■ **Entries provided**:
##########

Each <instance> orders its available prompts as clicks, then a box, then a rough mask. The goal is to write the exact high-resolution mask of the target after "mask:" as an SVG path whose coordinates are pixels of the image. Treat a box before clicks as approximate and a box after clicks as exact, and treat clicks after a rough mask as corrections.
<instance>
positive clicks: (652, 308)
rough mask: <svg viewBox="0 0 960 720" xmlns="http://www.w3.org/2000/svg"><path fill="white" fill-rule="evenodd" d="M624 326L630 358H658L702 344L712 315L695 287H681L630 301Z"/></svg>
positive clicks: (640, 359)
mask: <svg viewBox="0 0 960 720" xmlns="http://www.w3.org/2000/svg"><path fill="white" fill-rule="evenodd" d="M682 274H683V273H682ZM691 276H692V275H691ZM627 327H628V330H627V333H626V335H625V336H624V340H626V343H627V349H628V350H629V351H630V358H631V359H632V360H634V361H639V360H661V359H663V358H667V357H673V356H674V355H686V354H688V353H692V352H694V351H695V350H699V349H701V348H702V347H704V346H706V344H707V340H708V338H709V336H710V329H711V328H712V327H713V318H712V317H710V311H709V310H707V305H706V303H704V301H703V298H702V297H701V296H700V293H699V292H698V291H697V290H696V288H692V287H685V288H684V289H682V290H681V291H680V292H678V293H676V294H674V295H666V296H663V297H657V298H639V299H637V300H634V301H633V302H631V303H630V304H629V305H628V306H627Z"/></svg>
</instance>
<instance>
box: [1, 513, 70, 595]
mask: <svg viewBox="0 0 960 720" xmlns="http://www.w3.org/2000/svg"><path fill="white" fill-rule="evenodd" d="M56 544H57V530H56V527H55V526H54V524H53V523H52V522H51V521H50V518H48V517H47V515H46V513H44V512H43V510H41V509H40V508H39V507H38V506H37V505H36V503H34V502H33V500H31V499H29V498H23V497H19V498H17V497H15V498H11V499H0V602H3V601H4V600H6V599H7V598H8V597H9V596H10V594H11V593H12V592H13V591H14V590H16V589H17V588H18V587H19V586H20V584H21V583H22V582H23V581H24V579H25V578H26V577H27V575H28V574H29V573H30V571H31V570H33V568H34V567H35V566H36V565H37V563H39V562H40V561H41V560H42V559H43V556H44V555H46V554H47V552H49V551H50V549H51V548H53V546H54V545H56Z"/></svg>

##########

■ **Required action**:
The complete data is to be transcribed verbatim.

■ **Answer below**:
Each <instance> orders its available prompts as clicks, then a box, then a rough mask. The goal is to write the exact high-resolution mask of the target after "mask:" as an SVG path whose coordinates are pixels of the image. Treat a box before clicks as approximate and a box after clicks as exact, and treat clicks after a rough mask as corrections.
<instance>
positive clicks: (652, 308)
rough mask: <svg viewBox="0 0 960 720" xmlns="http://www.w3.org/2000/svg"><path fill="white" fill-rule="evenodd" d="M624 326L630 358H658L702 344L712 315L695 287H681L630 301Z"/></svg>
positive clicks: (640, 359)
mask: <svg viewBox="0 0 960 720" xmlns="http://www.w3.org/2000/svg"><path fill="white" fill-rule="evenodd" d="M682 274H683V273H682ZM691 276H692V275H691ZM627 327H628V330H627V333H626V335H625V336H624V340H626V343H627V349H628V350H629V351H630V358H631V359H632V360H634V361H639V360H661V359H663V358H667V357H673V356H674V355H686V354H688V353H692V352H694V351H695V350H699V349H701V348H702V347H704V346H706V344H707V340H708V338H709V336H710V329H711V328H712V327H713V318H712V317H710V311H709V310H707V305H706V303H704V301H703V298H702V297H701V296H700V293H699V292H698V291H697V290H696V288H692V287H685V288H684V289H682V290H681V291H680V292H678V293H676V294H674V295H666V296H663V297H657V298H639V299H637V300H634V301H633V302H631V303H630V304H629V305H628V306H627Z"/></svg>
</instance>
<instance>
box: [1, 513, 70, 595]
mask: <svg viewBox="0 0 960 720" xmlns="http://www.w3.org/2000/svg"><path fill="white" fill-rule="evenodd" d="M56 544H57V530H56V527H55V526H54V524H53V523H52V522H51V521H50V518H48V517H47V515H46V513H44V512H43V510H41V509H40V508H39V507H38V506H37V505H36V503H34V502H33V500H31V499H29V498H23V497H19V498H17V497H15V498H11V499H0V602H3V601H4V600H6V599H7V598H8V597H9V596H10V594H11V593H12V592H13V591H14V590H16V589H17V588H18V587H19V586H20V584H21V583H22V582H23V581H24V579H25V578H26V577H27V575H28V574H29V573H30V571H31V570H33V568H34V567H35V566H36V565H37V563H39V562H40V561H41V560H42V559H43V556H44V555H46V554H47V552H49V551H50V549H51V548H53V546H54V545H56Z"/></svg>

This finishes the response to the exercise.